• **Task directions**: Copy all records exactly, excluding images.

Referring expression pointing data
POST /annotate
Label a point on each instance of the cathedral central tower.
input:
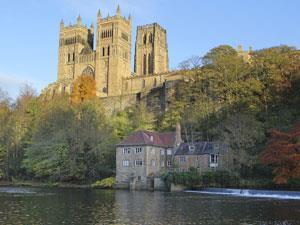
(113, 53)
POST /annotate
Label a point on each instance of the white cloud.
(13, 83)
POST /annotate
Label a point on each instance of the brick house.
(142, 156)
(204, 156)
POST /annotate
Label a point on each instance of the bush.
(105, 183)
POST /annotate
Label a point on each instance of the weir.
(293, 195)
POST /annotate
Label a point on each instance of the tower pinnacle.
(62, 24)
(79, 20)
(99, 14)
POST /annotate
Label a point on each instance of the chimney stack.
(178, 138)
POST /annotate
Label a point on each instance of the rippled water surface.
(35, 206)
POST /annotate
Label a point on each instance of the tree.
(283, 154)
(84, 88)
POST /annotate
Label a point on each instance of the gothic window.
(145, 64)
(88, 71)
(150, 38)
(150, 64)
(143, 83)
(155, 82)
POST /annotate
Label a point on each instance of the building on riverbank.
(141, 157)
(203, 156)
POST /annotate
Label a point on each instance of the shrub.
(105, 183)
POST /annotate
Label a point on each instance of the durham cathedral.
(108, 60)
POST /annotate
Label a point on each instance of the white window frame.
(169, 151)
(138, 150)
(138, 162)
(125, 163)
(153, 163)
(182, 159)
(169, 163)
(126, 151)
(213, 163)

• **Solution for this exercise**:
POST /annotate
Label a point on each instance of the cathedral central tower.
input:
(113, 53)
POST /annotate
Label a point on each instance of the white cloud.
(13, 83)
POST /annotate
Label a point on each instance of the brick house.
(142, 156)
(204, 156)
POST /annotate
Label a point on each instance of the bush.
(105, 183)
POST /annotate
Label a point on each instance of the weir.
(293, 195)
POST /annotate
Label a point on each instance of the tower pinnacle.
(62, 24)
(79, 20)
(99, 14)
POST /annotate
Label a point on each instance of the chimney stack.
(178, 138)
POST /annotate
Label a point on each instance of the rippled water surface.
(35, 206)
POST /annotate
Label a point on each instance of the tree.
(283, 154)
(84, 88)
POST /annotate
Label a point on each instance of the gothic window.
(145, 64)
(88, 71)
(150, 38)
(150, 64)
(143, 83)
(155, 82)
POST /annotate
Label a point on each instance of the building on riverbank.
(141, 157)
(203, 156)
POST /annotate
Label a point on each instance of the shrub.
(105, 183)
POST /annotate
Label a point on each instance of the durham cathedral.
(108, 60)
POST /annotate
Label a point on each instance of the white window frame.
(169, 151)
(138, 150)
(138, 162)
(125, 163)
(153, 163)
(182, 159)
(169, 163)
(126, 151)
(213, 163)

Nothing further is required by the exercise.